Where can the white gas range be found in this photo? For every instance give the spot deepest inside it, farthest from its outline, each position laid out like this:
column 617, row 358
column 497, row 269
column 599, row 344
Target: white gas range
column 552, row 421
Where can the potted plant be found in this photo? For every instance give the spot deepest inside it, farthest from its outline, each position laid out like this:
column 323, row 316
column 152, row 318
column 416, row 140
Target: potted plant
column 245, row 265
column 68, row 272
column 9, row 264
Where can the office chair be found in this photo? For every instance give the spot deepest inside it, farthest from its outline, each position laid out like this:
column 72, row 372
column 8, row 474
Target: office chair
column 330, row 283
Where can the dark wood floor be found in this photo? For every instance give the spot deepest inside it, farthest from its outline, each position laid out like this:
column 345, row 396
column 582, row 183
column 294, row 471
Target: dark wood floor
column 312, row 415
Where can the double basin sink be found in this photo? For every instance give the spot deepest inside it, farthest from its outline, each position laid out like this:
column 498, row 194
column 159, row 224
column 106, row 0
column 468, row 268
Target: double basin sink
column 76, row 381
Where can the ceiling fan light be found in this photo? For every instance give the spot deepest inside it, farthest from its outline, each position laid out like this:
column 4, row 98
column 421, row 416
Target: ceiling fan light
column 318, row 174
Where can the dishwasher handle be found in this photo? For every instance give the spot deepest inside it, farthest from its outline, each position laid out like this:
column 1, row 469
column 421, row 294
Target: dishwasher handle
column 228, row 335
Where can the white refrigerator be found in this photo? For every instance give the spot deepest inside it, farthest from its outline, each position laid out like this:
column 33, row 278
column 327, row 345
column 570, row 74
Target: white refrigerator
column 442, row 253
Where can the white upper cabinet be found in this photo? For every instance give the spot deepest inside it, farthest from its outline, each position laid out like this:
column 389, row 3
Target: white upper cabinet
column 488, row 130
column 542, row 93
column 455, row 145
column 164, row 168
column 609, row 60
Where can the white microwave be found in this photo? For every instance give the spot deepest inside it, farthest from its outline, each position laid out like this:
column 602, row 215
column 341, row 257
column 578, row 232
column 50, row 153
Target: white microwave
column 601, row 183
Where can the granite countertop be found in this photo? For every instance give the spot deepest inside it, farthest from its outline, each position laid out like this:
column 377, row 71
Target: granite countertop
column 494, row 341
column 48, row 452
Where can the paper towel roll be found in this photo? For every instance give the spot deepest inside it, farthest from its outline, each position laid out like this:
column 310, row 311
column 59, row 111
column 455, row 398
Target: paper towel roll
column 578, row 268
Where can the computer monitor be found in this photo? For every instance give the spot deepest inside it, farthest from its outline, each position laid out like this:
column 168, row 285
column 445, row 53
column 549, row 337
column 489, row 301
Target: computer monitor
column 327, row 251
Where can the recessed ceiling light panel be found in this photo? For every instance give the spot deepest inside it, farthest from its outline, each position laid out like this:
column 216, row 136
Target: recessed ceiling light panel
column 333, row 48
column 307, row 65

## What this task involves:
The answer must be the full listing, written out word for word.

## Task output:
Where can the white gas range be found in this photo? For every instance give the spot deepest inside it, farthest from its outline, each position laid out like this:
column 617, row 358
column 497, row 269
column 599, row 344
Target: white gas range
column 552, row 421
Where can the potted plant be found in this photo? For every instance give the spot deepest inside it, farthest from its outline, each position laid out like this:
column 323, row 316
column 152, row 318
column 416, row 140
Target: potted plant
column 245, row 265
column 68, row 272
column 9, row 264
Where can the office chair be found in this photo? For every instance give the spot deepest inside it, farthest from its outline, each position laid out like this:
column 72, row 372
column 8, row 474
Target: office chair
column 330, row 283
Where can the dark wood floor be found in this photo? For every instance give the spot deepest inside it, farthest from its outline, each position laid out like this:
column 345, row 396
column 582, row 183
column 294, row 471
Target: dark wood floor
column 312, row 415
Where can the double basin sink be found in this photo? For every instance give the spot deepest inside it, farthest from its outline, each position laid out like this:
column 498, row 194
column 159, row 224
column 106, row 0
column 468, row 268
Target: double basin sink
column 76, row 381
Where can the ceiling fan light be found in this photo? For every instance give the spot deepest inside it, farthest from its outline, each position laid out like this:
column 4, row 98
column 421, row 416
Target: ceiling fan light
column 318, row 174
Where can the dishwasher handle be found in this photo? For every instance give the spot deepest inside it, farthest from its outline, each position laid out like this:
column 1, row 469
column 421, row 294
Target: dishwasher handle
column 228, row 335
Where can the white refrigerator be found in this photo? For every instance give the spot deepest inside it, farthest from its outline, each position laid out like this:
column 33, row 278
column 327, row 345
column 570, row 74
Target: white refrigerator
column 442, row 253
Where can the white upper cabinet be found in this photo? For every instance give the spot deepest inside it, farthest from its outline, each position laid out like this:
column 389, row 3
Target: white upper cabinet
column 488, row 130
column 542, row 93
column 455, row 145
column 164, row 168
column 609, row 60
Where can the white microwave be found in this photo? For every instance give the spot deepest inside it, farthest from its outline, each position laid out like this:
column 602, row 215
column 341, row 257
column 578, row 232
column 50, row 153
Target: white microwave
column 601, row 183
Where can the granite countertop be found in this photo? For every instance give the spot deepest inside it, farthest from its outline, each position laid out like this:
column 377, row 71
Target: granite countertop
column 494, row 341
column 48, row 452
Where can the paper towel roll be found in this photo? For every instance give the spot deepest inside it, farthest from its outline, each position laid out like this:
column 310, row 311
column 59, row 111
column 455, row 398
Target: paper towel roll
column 578, row 268
Where can the computer monitor be found in this photo? For every instance give the spot deepest inside it, farthest from its outline, each position laid out like this:
column 168, row 285
column 445, row 53
column 549, row 337
column 489, row 301
Target: computer monitor
column 327, row 251
Where can the recessed ceiling light panel be found in this photo? For every instance give the spot deepest inside it, farthest from its outline, each position laid out like this:
column 216, row 136
Target: recessed ceiling light panel
column 333, row 48
column 307, row 65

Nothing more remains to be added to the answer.